▶ SELECTED EXTRACT
— START —

# Help understanding these concepts

• Jul 30th 2008, 08:49 AM
Cillian3
Help understanding these concepts
Hello everyone! Thank you all for your time. I'm trying to freshen up for the upcoming school year with math stuff (my worst subject), and theres several concepts I just can't get down. If someone could explain how you arrived at the answer that would be tremendous, thanks!

(1)The first concept is seen with the equation 14!/1!13!. I just don't understand what I'm supposed to be doing with it.

(2) The next one seemed at first easy to me, but I keep getting it wrong. It simply shows 5x=2. Now I thought I'd simply divide both sides by 5, and get x=2/5, but the answers all have the letter "e" in it. I have no idea why though :(

and lastly, (3) I don't know how to find all the possible number of imaginary zeros of f(x) = 2x3 - 4x2 + 8x - 3 I think I just don't do well with the more odd numbers (i, !, and so on). Thank you very much, I hope this isn't to much of a bother. Thanks!
-Cillian3
• Jul 30th 2008, 09:02 AM
Chris L T521
Quote:

Originally Posted by Cillian3
Hello everyone! Thank you all for your time. I'm trying to freshen up for the upcoming school year with math stuff (my worst subject), and theres several concepts I just can't get down. If someone could explain how you arrived at the answer that would be tremendous, thanks!

(1)The first concept is seen with the equation 14!/1!13!. I just don't understand what I'm supposed to be doing with it.

(2) The next one seemed at first easy to me, but I keep getting it wrong. It simply shows 5x=2. Now I thought I'd simply divide both sides by 5, and get x=2/5, but the answers all have the letter "e" in it. I have no idea why though :(

and lastly, (3) I don't know how to find all the possible number of imaginary zeros of f(x) = 2x3 - 4x2 + 8x - 3 I think I just don't do well with the more odd numbers (i, !, and so on). Thank you very much, I hope this isn't to much of a bother. Thanks!

— END —

▶ WRITTEN PROBLEM A
Answer these questions about the math help thread:
(i) What equation does Cillian3 give for the second concept?
(ii) Which letter does Cillian3 say appears in all the answers to that equation?
(iii) On what date and at what time did Chris L T521 reply?
The records that follow have nothing to do with the math help thread.

▶ DATA
— START —

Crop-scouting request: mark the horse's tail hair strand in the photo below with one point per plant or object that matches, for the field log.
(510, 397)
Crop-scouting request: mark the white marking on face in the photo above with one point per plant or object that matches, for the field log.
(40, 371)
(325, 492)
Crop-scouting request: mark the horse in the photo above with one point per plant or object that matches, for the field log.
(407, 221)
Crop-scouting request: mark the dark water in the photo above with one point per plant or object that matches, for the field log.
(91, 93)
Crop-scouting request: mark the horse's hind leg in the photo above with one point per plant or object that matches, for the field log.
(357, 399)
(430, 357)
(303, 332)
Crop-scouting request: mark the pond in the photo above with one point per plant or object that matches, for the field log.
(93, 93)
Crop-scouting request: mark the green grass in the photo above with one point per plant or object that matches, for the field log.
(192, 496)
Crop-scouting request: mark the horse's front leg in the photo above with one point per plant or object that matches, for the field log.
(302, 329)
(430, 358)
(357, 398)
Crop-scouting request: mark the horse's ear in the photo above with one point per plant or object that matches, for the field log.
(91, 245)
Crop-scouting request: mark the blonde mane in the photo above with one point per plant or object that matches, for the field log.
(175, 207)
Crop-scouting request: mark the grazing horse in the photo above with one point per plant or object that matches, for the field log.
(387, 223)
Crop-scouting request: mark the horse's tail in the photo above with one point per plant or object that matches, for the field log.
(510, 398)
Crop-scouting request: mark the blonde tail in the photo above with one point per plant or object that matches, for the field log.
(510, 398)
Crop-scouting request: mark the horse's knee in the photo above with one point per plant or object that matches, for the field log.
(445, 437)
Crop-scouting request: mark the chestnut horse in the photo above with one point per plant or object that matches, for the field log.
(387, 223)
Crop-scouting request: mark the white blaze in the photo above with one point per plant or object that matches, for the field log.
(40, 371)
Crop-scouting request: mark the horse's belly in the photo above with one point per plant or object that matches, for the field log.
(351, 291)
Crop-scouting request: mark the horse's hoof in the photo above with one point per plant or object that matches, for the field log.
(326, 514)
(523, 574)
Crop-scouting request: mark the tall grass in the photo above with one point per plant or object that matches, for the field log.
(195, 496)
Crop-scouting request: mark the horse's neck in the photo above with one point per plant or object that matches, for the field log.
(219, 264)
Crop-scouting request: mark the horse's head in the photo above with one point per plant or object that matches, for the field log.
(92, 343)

— END —

▶ WRITTEN PROBLEM B
Rewrite the records from the line containing "Crop-scouting request: mark the horse's hoof" through the end of the records, both ends included, with the requests kept and every coordinate shifted by adding 120 to each number.

▶ SOLUTION A
(i) 5x=2
(ii) The letter "e"
(iii) Jul 30th 2008, 09:02 AM

▶ SOLUTION B
Crop-scouting request: mark the horse's hoof in the photo above with one point per plant or object that matches, for the field log.
(446, 634)
(643, 694)
Crop-scouting request: mark the tall grass in the photo above with one point per plant or object that matches, for the field log.
(315, 616)
Crop-scouting request: mark the horse's neck in the photo above with one point per plant or object that matches, for the field log.
(339, 384)
Crop-scouting request: mark the horse's head in the photo above with one point per plant or object that matches, for the field log.
(212, 463)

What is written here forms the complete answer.